Sélection:
-------------------------

C'est à ce tournant de l'histoire politique des deux royaumes
qu'apparurent les grands prophètes qui, d'un commun accord, sauvèrent
la religion en la pénétrant d'une spiritualité plus élevée et en
plaçant la moralité au-dessus du rite. L'inspiration atteint ici son
point culminant; les résultats n'ont pas cessé, depuis lors, d'en
être sensibles et sont aujourd'hui plus hautement appréciés que
jamais. Des discussions académiques sur les rapports de la morale et
de la religion et la «psychologie de la prophétie» ne seraient pas
ici à leur place. C'est un mouvement de vie, et ce sont les hommes
qui y ont été mêlés qui nous intéressent. La méthode que Dieu emploie
pour transmettre à l'âme humaine son message sublime et le revêtir du
sceau de son autorité suprême est complexe et ne sera peut-être
jamais entièrement comprise. Mais les faits historiques demeurent et
appellent notre examen attentif. Quatre hommes: Amos, Osée, Ésaïe et
Michée, ont marqué le VIIIe siècle d'une empreinte indélébile,
tellement qu'il demeure l'une des grandes époques de l'histoire de la
religion.

Une question se pose: dans quelle mesure leur message était-il
nouveau ou original? Il était nouveau en ce sens qu'il émanait de
leur personnalité individuelle et présentait la religion sous un
aspect plus large, plus pur, plus riche qu'auparavant. Ce n'était pas
une plante nouvelle, mais plutôt une floraison nouvelle du vieil
arbre. Si la morale n'avait pas été un élément constitutif de la
religion des Hébreux, celle-ci n'aurait pu survivre au culte de la
nature et aux âpres conflits avec le baalisme. Ces antiques récits
sont, à n'en pas douter, animés de l'esprit prophétique. De quelque
façon qu'on l'interprète, le tableau présentant le premier homme et
la première femme avec la perspective des souffrances, résultat de la
désobéissance (Ge 2:3), est empreint de compassion pour l'homme
qui, venu de la terre, tire d'elle sa subsistance au prix d'un dur
labeur, puis y retourne, et pour la femme qui met au monde ses
enfants dans la douleur. Remarquons aussi le blâme infligé par Nathan
à David (2Sa 12:7) et le châtiment subi en expiation d'un traité
violé (2Sa 21).

-------------------------

Données enregistrées:
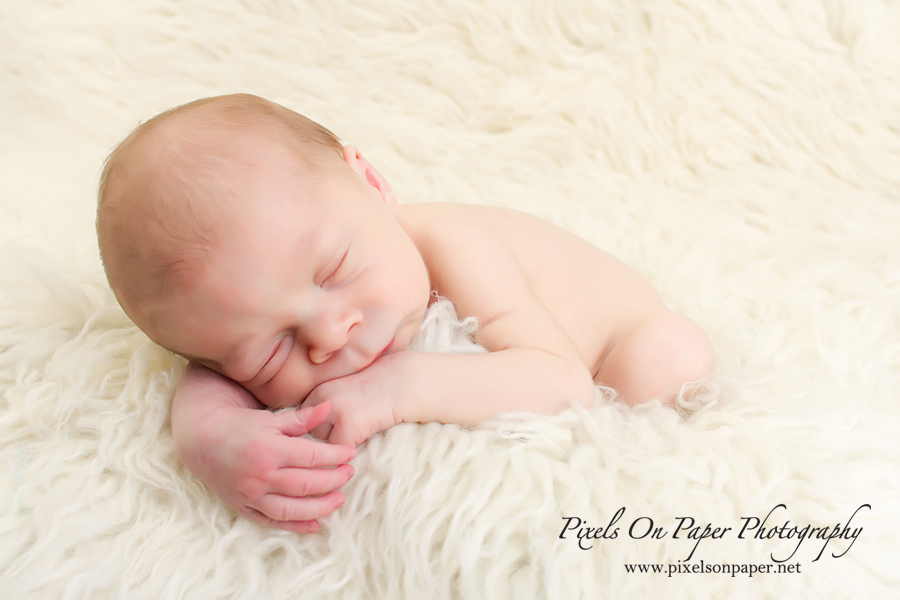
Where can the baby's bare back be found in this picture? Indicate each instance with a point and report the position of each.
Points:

-------------------------

Consignes:
A: Dans le texte sur les prophètes du VIIIe siècle, quels hommes ont marqué ce siècle d'une empreinte indélébile ?
B: Poursuivez le texte sur les grands prophètes à partir de sa dernière phrase.

Réponses ci-dessous:
A: Amos, Osée, Ésaïe et Michée.

B:
A la longue, la religion s'assimila maints éléments du culte de
la nature, mais en les purifiant et en les faisant servir à des buts
plus élevés. Les prophètes ne se considéraient pas comme les
créateurs d'une religion nouvelle, mais comme des frères exhortant
leurs frères à revenir à la source plus simple et plus pure de leur
vieille foi (Jer 6:16 et suivant). Qu'ils fussent ou non animés
de cette pensée, nous savons que la foi des ancêtres ne pouvait
subsister qu'en s'élargissant, en étendant et appliquant ses
principes aux conditions changeantes d'un monde plus vaste. Le
message des prophètes du VIIIe siècle était à la fois national et
social. Le devoir de la piété personnelle, les problèmes de
l'individualisme commencent à se poser, mais le message des prophètes
s'adressait à la communauté comme telle. Ce n'était pas, à proprement
parler, un monothéisme théologique ou dogmatique; mais il s'orientait
dans cette direction, et le droit de Jéhovah à être le Dieu de
l'humanité y était impliqué, sinon clairement affirmé.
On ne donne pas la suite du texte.